● **Your objective**: Write out, word for word, the lines of the entries below from the line that contains "Where can you see the long" through the line that contains "(1017, 361)", with both of those lines included.

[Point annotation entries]
-*-

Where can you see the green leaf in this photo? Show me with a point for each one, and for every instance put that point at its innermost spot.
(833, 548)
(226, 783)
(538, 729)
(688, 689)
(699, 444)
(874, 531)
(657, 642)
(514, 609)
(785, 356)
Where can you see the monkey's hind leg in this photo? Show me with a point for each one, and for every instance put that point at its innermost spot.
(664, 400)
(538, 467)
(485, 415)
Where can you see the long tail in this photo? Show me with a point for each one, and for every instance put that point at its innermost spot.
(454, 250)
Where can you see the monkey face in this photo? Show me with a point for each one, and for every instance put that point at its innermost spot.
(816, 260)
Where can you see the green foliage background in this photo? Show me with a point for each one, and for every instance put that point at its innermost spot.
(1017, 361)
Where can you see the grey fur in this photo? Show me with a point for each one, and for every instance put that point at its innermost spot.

-*-

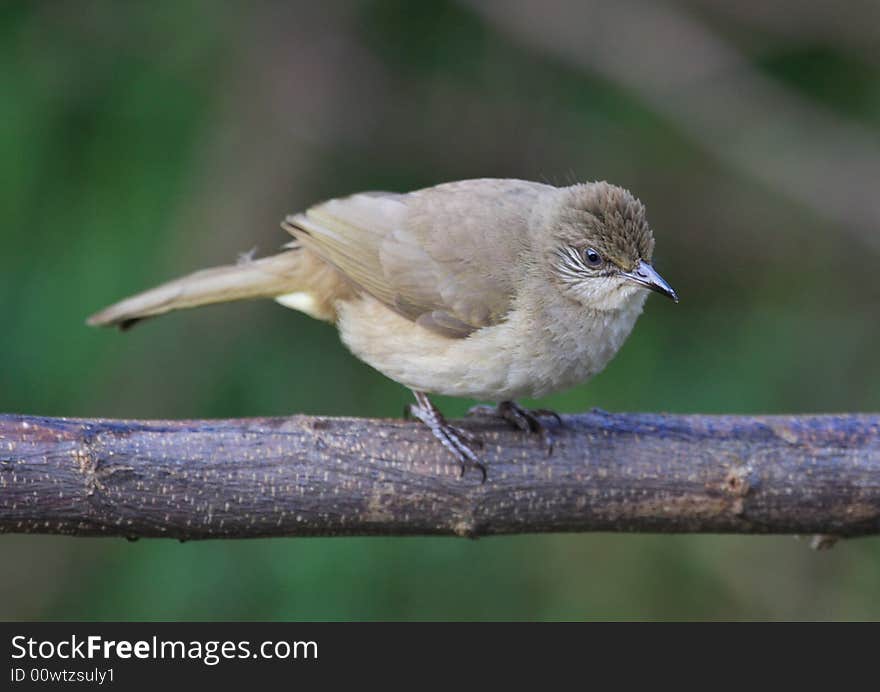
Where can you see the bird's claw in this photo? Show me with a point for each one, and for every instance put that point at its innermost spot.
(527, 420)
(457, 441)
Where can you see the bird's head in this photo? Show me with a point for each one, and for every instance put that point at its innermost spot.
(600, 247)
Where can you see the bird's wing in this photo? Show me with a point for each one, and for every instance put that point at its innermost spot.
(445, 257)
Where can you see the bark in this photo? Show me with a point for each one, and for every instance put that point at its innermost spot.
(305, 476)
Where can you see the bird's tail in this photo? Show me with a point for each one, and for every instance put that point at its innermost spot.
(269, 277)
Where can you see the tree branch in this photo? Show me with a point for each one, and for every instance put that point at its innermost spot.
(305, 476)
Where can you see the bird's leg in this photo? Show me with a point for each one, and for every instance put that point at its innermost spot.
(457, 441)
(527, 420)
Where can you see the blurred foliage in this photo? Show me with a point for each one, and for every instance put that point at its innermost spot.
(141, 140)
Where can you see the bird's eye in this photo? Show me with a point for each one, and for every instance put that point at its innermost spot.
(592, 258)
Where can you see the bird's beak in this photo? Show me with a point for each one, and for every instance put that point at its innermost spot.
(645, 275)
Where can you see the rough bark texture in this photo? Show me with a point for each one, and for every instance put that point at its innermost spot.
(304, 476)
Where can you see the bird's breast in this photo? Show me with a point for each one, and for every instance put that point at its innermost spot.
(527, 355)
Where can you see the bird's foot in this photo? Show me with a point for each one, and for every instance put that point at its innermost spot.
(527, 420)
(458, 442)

-*-

● **Problem solution**:
Where can you see the long tail in this photo? Show me with a point for each one, and for every instance put that point at its innermost spot.
(454, 250)
Where can you see the monkey face in this photo? Show me with a point for each one, and for every instance put that point at its innermost spot.
(816, 260)
Where can you see the green foliage background in this photo? Show me with a point for each one, and for every instance put that point at its innermost spot.
(1017, 361)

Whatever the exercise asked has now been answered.